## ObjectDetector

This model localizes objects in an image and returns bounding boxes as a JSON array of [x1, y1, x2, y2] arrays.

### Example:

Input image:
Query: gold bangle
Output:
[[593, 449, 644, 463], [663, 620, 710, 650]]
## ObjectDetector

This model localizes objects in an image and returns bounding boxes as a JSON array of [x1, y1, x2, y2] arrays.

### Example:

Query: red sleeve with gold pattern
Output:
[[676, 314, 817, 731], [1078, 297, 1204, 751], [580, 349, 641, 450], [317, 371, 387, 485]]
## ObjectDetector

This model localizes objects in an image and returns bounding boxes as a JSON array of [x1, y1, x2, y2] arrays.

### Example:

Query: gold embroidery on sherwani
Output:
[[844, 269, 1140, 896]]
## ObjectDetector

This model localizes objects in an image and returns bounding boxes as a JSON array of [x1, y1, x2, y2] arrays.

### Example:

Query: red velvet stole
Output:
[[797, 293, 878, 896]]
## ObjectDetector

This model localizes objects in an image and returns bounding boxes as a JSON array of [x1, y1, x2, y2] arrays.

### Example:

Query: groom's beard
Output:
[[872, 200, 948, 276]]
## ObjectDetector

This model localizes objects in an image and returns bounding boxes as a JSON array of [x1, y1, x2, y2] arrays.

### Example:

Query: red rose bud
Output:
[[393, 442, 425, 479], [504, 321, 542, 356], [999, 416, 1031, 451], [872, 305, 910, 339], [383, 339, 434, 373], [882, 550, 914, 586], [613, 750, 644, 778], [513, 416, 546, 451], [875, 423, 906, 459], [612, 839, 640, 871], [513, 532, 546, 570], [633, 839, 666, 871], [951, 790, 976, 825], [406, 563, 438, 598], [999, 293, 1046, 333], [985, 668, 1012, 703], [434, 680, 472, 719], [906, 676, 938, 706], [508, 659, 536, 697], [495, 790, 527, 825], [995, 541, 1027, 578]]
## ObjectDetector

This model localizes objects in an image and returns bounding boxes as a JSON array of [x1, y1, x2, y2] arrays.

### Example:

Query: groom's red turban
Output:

────────────────────

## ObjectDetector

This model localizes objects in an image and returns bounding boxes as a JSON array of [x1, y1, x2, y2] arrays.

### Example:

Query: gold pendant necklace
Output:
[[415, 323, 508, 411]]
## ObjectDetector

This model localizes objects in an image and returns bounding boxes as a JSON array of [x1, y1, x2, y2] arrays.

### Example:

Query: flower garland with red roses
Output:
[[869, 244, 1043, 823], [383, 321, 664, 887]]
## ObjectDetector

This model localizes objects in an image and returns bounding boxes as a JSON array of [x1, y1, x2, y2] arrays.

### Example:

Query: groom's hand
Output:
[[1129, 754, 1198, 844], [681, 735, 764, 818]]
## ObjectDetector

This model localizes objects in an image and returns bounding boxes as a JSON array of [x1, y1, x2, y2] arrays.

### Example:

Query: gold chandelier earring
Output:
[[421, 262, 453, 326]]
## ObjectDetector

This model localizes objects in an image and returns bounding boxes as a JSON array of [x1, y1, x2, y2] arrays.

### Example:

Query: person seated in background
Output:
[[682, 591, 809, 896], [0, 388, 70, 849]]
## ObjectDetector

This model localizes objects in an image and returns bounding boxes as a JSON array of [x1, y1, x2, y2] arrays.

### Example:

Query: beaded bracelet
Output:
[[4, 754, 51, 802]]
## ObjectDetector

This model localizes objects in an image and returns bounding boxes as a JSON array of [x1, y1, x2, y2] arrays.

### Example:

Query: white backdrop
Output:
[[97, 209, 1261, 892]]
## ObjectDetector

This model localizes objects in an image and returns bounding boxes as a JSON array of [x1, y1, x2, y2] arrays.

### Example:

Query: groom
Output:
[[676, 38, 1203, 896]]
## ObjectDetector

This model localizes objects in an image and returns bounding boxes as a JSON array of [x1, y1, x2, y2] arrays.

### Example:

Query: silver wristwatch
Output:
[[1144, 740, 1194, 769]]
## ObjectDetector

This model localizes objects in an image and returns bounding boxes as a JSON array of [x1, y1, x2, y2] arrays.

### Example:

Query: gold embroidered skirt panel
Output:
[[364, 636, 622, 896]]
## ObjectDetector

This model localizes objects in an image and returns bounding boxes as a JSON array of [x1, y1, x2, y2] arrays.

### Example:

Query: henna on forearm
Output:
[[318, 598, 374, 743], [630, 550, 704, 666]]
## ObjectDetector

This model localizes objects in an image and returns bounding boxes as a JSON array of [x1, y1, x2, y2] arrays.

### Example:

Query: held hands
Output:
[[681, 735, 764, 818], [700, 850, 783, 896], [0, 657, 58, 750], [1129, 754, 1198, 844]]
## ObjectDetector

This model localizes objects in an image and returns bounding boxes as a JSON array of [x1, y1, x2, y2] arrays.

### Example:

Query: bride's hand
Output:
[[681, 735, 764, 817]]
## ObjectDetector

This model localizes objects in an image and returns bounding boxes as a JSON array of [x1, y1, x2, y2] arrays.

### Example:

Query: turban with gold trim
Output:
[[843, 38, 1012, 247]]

────────────────────

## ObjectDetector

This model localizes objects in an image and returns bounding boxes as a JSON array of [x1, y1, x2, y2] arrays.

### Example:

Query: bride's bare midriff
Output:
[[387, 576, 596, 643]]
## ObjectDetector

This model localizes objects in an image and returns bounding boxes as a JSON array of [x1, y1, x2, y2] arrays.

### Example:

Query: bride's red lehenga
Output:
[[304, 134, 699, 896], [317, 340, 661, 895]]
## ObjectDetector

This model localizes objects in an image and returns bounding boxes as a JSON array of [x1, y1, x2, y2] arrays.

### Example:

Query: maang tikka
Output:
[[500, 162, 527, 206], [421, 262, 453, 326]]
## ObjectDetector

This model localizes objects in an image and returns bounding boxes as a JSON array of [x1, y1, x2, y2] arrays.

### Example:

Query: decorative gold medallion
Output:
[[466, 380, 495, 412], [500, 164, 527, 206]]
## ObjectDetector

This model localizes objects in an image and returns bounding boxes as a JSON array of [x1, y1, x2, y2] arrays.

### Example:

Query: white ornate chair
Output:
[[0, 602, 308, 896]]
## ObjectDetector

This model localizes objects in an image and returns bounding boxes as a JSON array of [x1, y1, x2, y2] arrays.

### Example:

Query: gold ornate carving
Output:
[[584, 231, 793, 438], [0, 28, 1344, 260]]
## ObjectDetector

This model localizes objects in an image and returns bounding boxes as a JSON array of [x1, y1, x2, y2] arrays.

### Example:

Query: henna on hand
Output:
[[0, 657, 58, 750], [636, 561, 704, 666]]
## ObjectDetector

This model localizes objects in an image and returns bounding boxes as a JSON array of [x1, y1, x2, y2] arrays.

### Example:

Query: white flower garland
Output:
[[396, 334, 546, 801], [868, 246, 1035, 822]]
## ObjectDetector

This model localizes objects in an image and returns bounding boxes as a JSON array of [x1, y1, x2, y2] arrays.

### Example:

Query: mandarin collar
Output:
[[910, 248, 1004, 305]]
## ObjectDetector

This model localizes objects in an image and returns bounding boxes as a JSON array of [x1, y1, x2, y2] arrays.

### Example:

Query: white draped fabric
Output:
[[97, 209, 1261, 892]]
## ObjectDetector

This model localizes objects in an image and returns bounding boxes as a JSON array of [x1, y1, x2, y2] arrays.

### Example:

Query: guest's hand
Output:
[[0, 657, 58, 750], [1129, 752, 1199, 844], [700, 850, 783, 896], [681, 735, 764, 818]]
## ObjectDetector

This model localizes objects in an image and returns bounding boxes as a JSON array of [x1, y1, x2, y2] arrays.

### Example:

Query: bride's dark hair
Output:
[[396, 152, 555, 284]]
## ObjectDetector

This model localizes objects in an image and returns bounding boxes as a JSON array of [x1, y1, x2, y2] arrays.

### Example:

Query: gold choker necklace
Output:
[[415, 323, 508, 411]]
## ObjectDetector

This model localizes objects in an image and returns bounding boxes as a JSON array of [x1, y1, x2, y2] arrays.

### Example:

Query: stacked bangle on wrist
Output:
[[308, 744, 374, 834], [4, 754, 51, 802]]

────────────────────

## WRITTEN PROBLEM
Report every line in the records that contains the string "ornate". Copy each of those lines in full, and treat uppercase and lowercase letters as different.

## OUTPUT OF THE TASK
Query: white ornate chair
Query: gold ornate carving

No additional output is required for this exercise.